>> Start

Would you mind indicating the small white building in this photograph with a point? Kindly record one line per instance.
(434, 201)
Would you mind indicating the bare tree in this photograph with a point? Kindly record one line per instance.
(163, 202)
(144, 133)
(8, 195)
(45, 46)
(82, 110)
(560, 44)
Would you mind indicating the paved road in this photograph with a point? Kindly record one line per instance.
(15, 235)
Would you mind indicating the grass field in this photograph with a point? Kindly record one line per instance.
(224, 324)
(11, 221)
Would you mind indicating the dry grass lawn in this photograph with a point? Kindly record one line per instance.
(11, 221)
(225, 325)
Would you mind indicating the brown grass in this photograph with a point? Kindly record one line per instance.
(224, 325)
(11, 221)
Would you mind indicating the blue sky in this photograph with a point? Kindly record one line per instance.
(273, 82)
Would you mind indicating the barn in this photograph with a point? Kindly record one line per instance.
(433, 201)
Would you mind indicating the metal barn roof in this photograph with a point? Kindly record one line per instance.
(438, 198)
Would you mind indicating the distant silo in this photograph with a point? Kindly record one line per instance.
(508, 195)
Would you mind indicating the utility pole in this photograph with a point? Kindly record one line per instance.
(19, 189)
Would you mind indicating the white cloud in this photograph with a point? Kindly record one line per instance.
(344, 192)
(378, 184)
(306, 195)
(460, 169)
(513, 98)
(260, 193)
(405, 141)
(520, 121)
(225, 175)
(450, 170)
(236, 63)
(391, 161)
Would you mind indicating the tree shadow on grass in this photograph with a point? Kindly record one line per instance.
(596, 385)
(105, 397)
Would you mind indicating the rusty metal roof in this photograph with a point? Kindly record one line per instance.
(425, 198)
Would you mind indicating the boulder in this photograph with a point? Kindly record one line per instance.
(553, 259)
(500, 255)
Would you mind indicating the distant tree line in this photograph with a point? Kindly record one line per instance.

>> End

■ **Problem requirements**:
Reproduce the listing from the line containing "Would you mind indicating the grass" through the end of the listing, inclusive, swapping "boulder" for "rock" and changing nothing else.

■ **The reply**:
Would you mind indicating the grass field in this photograph with a point? Kindly record one line per instance.
(224, 324)
(11, 221)
Would you mind indicating the dry grass lawn in this photograph with a point? Kindly record one line per instance.
(11, 221)
(225, 325)
Would you mind indicating the brown grass in this photograph with a point? Kindly record one line per instance.
(224, 325)
(11, 221)
Would you mind indicating the blue sky in this photograph with a point? Kindly record one line per instance.
(273, 82)
Would you mind indicating the barn in this photograph with a point? Kindly record one line per instance.
(433, 201)
Would you mind indicating the metal barn roof in this photograph with a point? Kindly record one line per instance.
(438, 198)
Would you mind indicating the distant silo in this photograph with a point? Kindly record one line per instance.
(508, 195)
Would you mind indicating the utility pole in this photograph with a point? Kindly record one line per instance.
(19, 189)
Would you mind indicating the white cloud in this photograph with a point? Kindly record one line per instance.
(344, 192)
(378, 184)
(306, 195)
(460, 169)
(513, 98)
(260, 193)
(405, 141)
(520, 121)
(225, 175)
(450, 170)
(236, 63)
(391, 161)
Would you mind indicating the tree shadow on grass in this photograph with a point? Kindly record one line per instance.
(596, 385)
(105, 397)
Would you mind indicating the rusty metal roof in this photograph with a point? Kindly record one line per instance.
(425, 198)
Would you mind indicating the rock in this photograph with a point? Kindly record one line per instance.
(553, 259)
(500, 255)
Would you mind indicating the distant tree line in this photograph with a point? Kindly record one line per instance.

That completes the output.